**SHORT TASK**:
Change every "Drop" to "Place" in the part of the entries that opens with the line containing "Can you see the construction" and closes with the line containing "column 868, row 455". Write out only that part, leaving all other wording unchanged.

**Point annotation dataset entries**:
+===+

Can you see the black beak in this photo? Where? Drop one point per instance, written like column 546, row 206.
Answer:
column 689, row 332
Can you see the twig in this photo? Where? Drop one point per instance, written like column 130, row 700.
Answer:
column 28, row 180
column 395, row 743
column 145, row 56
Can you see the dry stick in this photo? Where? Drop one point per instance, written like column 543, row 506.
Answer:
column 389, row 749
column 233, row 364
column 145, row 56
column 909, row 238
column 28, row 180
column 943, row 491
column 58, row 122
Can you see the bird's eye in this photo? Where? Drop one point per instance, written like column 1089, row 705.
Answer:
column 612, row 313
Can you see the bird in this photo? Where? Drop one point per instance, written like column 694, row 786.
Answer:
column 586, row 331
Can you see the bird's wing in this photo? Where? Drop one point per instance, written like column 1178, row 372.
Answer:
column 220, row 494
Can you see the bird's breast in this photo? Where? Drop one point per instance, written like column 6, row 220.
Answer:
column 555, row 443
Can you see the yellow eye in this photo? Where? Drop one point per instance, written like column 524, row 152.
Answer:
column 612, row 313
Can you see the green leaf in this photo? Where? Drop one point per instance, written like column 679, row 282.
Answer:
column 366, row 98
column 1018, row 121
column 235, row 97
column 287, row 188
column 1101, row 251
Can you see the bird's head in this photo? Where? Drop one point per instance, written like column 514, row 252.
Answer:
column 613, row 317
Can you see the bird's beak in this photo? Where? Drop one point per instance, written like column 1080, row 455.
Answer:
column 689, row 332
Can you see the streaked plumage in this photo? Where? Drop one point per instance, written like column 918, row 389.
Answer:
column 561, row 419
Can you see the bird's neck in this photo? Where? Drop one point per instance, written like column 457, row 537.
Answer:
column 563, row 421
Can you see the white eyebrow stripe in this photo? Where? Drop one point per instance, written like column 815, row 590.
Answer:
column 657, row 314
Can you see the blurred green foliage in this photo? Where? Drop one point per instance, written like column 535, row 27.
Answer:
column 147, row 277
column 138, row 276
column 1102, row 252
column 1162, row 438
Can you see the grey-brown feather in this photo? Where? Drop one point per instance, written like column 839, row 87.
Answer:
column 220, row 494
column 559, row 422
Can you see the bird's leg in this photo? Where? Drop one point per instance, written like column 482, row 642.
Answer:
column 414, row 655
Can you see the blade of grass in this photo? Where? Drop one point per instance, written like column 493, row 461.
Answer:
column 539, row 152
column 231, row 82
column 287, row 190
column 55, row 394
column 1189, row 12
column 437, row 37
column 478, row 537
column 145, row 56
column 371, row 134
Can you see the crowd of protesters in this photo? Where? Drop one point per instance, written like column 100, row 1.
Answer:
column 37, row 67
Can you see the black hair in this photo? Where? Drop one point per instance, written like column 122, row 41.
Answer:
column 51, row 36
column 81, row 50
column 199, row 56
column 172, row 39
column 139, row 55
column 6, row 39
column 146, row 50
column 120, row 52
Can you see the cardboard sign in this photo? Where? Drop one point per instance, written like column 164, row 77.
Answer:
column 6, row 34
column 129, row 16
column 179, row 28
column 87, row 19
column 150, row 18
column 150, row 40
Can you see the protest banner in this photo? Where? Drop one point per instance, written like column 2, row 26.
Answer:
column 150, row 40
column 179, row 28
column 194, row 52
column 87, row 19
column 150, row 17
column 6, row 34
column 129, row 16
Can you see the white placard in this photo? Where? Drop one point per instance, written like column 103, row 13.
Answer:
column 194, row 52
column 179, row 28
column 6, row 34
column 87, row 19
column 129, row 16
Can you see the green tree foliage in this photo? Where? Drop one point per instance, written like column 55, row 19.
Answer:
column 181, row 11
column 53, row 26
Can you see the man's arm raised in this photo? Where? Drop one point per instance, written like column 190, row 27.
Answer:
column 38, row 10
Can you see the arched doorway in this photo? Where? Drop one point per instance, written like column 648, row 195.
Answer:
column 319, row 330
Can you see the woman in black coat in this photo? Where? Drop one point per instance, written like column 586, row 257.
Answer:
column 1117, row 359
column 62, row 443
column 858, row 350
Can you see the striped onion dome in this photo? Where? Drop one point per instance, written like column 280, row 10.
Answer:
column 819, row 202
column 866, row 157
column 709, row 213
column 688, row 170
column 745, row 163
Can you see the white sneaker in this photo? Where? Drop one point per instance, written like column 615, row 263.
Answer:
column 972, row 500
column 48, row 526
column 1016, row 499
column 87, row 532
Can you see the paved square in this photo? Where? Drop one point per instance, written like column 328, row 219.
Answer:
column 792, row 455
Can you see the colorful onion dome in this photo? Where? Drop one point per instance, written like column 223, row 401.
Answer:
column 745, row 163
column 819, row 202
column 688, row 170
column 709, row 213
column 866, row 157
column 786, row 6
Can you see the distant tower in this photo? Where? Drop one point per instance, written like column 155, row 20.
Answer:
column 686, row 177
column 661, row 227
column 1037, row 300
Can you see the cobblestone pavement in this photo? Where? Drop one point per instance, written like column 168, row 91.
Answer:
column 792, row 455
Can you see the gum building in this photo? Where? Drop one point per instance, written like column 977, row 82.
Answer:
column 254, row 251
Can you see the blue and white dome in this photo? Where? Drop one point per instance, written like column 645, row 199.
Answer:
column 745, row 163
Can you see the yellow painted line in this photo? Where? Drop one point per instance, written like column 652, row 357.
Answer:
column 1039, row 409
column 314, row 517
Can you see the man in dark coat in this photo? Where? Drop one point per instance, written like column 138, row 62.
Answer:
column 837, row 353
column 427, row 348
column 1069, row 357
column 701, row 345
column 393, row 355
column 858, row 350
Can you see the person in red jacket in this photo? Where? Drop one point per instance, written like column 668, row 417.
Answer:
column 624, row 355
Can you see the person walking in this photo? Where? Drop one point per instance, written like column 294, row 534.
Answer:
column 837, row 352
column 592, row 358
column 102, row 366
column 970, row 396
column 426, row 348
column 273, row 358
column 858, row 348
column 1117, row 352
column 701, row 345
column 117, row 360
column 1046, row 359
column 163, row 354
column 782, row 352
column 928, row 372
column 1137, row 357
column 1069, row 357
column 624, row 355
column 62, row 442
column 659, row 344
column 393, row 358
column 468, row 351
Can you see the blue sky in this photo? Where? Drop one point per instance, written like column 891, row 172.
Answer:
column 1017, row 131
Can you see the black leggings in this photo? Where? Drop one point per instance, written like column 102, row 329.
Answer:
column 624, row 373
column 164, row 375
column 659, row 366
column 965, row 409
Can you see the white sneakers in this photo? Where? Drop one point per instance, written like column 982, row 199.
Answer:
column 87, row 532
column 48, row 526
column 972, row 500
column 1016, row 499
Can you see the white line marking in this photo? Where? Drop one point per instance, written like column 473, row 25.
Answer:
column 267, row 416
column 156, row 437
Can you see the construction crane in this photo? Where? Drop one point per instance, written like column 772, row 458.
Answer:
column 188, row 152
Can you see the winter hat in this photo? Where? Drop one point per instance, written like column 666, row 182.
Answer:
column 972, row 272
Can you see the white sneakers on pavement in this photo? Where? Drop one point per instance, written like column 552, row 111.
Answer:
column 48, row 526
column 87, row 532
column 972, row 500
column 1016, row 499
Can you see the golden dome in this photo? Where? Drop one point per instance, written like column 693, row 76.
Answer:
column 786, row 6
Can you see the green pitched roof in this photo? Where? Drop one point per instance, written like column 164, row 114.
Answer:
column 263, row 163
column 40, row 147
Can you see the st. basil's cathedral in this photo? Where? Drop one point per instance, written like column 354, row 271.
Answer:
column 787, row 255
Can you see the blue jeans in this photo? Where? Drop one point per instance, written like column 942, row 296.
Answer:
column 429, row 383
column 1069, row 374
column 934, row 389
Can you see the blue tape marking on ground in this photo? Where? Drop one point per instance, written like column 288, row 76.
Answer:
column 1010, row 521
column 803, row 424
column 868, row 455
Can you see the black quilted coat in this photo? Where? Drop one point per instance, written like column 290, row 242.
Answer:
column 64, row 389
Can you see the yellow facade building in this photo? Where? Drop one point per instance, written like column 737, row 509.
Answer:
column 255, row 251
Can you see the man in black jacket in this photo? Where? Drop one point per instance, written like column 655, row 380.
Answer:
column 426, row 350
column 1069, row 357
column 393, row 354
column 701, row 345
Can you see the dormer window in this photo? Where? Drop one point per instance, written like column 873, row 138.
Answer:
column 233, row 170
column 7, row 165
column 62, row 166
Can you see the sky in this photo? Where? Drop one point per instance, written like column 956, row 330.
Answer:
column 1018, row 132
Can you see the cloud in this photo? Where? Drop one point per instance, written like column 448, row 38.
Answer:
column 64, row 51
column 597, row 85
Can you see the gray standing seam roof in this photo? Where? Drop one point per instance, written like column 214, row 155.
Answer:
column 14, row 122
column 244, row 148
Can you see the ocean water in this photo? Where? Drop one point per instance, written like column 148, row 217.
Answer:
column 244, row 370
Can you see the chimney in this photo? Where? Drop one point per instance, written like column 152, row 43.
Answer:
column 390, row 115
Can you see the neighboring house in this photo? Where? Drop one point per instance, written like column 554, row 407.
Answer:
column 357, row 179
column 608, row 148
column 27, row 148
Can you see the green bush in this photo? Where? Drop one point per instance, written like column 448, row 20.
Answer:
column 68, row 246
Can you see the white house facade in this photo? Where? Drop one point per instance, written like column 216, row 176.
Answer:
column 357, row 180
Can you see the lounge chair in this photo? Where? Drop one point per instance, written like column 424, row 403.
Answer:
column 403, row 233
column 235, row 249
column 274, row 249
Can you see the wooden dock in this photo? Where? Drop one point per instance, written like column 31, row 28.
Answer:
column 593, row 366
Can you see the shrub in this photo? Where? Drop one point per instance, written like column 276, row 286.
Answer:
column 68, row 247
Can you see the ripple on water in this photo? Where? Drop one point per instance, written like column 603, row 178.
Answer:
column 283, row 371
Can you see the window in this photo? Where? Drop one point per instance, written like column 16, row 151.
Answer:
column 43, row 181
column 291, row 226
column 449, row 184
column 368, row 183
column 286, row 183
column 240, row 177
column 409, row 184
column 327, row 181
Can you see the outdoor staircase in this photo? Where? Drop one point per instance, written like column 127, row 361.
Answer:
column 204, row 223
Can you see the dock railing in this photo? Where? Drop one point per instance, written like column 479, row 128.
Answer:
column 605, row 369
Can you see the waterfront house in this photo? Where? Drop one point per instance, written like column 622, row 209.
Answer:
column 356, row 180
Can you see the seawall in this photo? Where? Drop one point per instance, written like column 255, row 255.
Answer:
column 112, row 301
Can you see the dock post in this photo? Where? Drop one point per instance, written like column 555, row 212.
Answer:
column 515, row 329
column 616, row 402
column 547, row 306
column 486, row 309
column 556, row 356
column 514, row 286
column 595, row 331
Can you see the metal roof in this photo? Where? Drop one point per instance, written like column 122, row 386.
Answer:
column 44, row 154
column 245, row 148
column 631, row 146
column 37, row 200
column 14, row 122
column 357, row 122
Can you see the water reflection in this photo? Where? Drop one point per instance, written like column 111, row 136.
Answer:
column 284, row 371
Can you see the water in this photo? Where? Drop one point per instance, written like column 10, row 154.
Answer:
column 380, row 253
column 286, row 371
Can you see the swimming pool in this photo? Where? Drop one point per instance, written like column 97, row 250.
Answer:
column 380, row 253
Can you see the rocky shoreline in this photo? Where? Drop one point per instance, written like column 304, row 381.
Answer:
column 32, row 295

+===+

**REPLY TO THE EXERCISE**:
Can you see the construction crane in this photo? Where? Place one point per instance, written like column 772, row 458.
Answer:
column 188, row 152
Can you see the winter hat in this photo? Where? Place one point per instance, written like column 666, row 182.
Answer:
column 972, row 272
Can you see the white sneakers on pavement in this photo? Where? Place one point per instance, written like column 552, row 111.
Answer:
column 48, row 526
column 87, row 532
column 972, row 500
column 1016, row 499
Can you see the golden dome in this photo? Where? Place one point per instance, written like column 693, row 76.
Answer:
column 786, row 6
Can you see the green pitched roof in this photo? Where? Place one point per instance, written like column 164, row 114.
Answer:
column 263, row 163
column 40, row 147
Can you see the st. basil's cathedral in this photo? Where? Place one point per instance, written like column 354, row 271.
Answer:
column 787, row 255
Can you see the blue jeans in this photo? Where? Place one point per instance, written like column 942, row 296.
Answer:
column 429, row 383
column 1069, row 374
column 934, row 389
Can you see the blue tape marking on ground in this photo? Where? Place one point per instance, written like column 288, row 76.
Answer:
column 1010, row 521
column 803, row 424
column 868, row 455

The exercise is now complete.